* _Records for the exercise_:
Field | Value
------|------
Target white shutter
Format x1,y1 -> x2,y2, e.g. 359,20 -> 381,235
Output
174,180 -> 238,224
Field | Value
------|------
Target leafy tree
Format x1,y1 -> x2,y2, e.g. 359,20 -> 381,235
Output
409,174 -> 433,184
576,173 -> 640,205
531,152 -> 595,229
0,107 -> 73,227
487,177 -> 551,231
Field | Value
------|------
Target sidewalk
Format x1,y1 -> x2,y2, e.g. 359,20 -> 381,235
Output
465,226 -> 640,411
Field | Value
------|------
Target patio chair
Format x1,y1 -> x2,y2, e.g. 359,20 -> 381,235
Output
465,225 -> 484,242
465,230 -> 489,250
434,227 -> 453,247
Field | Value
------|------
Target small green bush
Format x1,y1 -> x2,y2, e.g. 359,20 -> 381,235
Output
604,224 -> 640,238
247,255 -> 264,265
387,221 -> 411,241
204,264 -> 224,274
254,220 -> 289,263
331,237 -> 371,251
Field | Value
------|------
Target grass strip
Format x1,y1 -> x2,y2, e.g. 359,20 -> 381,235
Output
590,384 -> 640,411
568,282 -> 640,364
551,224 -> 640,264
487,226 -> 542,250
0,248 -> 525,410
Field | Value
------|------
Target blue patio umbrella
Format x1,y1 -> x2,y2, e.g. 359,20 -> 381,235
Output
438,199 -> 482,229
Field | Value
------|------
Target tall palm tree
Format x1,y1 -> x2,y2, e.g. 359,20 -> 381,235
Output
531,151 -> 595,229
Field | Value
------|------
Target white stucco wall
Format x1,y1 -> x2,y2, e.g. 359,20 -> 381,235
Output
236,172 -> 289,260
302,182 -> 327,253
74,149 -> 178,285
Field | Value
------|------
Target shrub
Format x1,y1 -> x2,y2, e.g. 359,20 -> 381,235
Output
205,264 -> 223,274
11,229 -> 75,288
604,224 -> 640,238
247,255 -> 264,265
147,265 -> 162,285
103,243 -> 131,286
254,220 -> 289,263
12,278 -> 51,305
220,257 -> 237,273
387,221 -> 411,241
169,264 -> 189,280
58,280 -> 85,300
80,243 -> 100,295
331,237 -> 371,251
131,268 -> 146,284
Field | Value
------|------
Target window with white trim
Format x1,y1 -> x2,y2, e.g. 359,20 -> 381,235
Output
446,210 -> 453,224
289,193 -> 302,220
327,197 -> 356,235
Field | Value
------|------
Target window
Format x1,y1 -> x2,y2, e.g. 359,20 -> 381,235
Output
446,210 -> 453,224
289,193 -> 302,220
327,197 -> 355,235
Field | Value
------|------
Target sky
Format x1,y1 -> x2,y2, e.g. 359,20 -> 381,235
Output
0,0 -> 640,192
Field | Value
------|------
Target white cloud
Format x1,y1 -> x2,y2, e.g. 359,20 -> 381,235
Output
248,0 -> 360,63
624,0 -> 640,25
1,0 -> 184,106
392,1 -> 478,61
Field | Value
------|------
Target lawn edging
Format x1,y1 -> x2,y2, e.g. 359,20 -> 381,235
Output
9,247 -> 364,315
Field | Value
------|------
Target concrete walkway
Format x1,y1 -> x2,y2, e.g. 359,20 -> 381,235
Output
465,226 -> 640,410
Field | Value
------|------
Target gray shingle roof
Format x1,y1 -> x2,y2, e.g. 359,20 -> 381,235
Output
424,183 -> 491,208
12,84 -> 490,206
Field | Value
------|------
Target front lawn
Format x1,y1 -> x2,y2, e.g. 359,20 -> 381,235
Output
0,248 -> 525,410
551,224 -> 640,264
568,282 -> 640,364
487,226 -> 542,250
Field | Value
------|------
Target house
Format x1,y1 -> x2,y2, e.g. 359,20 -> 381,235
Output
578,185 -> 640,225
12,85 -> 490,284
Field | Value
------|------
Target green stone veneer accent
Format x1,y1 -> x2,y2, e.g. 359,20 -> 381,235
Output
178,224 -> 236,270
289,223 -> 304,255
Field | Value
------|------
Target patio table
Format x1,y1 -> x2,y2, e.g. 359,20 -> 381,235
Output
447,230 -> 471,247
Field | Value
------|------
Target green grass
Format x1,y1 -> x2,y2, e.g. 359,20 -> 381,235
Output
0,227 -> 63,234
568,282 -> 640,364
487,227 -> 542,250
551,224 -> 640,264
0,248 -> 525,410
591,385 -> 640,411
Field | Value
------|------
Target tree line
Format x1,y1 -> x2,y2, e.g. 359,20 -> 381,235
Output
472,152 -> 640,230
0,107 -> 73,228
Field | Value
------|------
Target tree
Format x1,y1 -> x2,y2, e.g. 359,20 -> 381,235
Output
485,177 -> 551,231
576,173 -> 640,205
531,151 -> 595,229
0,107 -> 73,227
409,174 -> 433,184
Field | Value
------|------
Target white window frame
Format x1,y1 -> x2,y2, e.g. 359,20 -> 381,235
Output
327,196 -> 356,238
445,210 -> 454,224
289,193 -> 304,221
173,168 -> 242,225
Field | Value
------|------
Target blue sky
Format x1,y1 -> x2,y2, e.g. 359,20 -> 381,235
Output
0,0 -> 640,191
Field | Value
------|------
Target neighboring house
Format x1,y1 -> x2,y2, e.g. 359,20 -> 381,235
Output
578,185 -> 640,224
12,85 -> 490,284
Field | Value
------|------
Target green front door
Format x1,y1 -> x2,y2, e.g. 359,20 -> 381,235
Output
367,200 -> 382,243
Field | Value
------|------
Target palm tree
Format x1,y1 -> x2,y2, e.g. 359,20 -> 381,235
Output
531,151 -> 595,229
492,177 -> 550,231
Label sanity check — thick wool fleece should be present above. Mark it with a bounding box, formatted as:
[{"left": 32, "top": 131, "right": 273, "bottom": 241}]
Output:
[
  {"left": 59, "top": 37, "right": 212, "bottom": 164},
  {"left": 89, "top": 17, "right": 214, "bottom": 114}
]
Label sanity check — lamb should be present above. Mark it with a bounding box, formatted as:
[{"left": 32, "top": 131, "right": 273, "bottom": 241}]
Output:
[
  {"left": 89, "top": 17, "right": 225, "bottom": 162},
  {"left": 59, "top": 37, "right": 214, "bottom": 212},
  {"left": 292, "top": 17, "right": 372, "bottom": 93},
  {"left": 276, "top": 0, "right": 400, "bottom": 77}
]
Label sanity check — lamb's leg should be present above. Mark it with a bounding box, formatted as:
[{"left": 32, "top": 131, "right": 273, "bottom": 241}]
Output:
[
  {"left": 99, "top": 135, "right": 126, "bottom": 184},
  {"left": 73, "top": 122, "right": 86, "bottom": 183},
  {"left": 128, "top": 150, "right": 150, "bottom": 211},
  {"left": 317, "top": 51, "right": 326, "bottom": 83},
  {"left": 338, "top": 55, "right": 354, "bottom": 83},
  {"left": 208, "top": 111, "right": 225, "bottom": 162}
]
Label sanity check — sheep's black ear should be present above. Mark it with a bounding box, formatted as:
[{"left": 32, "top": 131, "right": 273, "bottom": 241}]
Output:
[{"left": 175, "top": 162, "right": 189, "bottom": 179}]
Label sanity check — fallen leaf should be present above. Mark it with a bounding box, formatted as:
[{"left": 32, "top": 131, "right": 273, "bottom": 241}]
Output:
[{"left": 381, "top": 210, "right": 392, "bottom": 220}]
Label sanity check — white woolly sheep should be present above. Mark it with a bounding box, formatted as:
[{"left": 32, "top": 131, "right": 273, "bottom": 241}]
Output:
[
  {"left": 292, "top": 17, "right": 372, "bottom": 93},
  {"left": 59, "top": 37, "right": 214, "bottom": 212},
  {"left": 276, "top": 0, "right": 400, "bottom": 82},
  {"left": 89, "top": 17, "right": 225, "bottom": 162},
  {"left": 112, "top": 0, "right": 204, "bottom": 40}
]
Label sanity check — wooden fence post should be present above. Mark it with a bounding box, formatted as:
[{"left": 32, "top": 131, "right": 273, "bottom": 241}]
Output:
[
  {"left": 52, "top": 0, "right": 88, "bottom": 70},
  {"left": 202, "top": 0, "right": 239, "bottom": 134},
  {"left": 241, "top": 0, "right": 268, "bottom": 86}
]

* _Task objective_: Could you write out the listing above word for word, from its first line up to and including the line that contains "74,149 -> 178,285"?

* _Completed exercise_:
Field | Value
------|------
Target white shutter
Format x1,y1 -> x2,y2, e.g. 359,20 -> 381,235
Output
174,180 -> 238,224
Field | Value
------|------
Target leafy tree
Format x1,y1 -> x2,y2, e.g. 359,20 -> 381,235
Output
409,174 -> 433,184
576,173 -> 640,205
531,152 -> 595,229
0,107 -> 73,227
487,177 -> 551,231
Field | Value
------|------
Target sidewalk
Format x1,y1 -> x2,y2, e.g. 359,20 -> 381,235
Output
465,226 -> 640,411
Field | Value
------|------
Target patio chair
Format x1,y1 -> x2,y2, e.g. 359,20 -> 381,235
Output
465,225 -> 484,242
465,230 -> 489,250
434,227 -> 453,247
Field | Value
------|------
Target small green bush
Format x1,y1 -> x2,y2, e.g. 359,20 -> 381,235
Output
604,224 -> 640,238
247,255 -> 264,265
387,221 -> 411,241
204,264 -> 224,274
254,220 -> 289,263
331,237 -> 371,251
Field | Value
------|------
Target grass strip
Format x1,y1 -> x2,y2, e.g. 359,20 -> 381,235
Output
590,384 -> 640,411
568,282 -> 640,364
551,224 -> 640,264
487,226 -> 542,250
0,248 -> 525,410
Field | Value
------|------
Target blue patio umbrella
Format x1,y1 -> x2,y2, e.g. 359,20 -> 381,235
Output
438,199 -> 482,229
Field | Value
------|------
Target tall palm tree
Format x1,y1 -> x2,y2, e.g. 359,20 -> 381,235
Output
531,151 -> 595,229
Field | Value
------|------
Target white stucco wall
Format x1,y1 -> x2,y2, e.g. 359,20 -> 381,235
Output
236,172 -> 289,260
302,182 -> 327,253
74,149 -> 178,285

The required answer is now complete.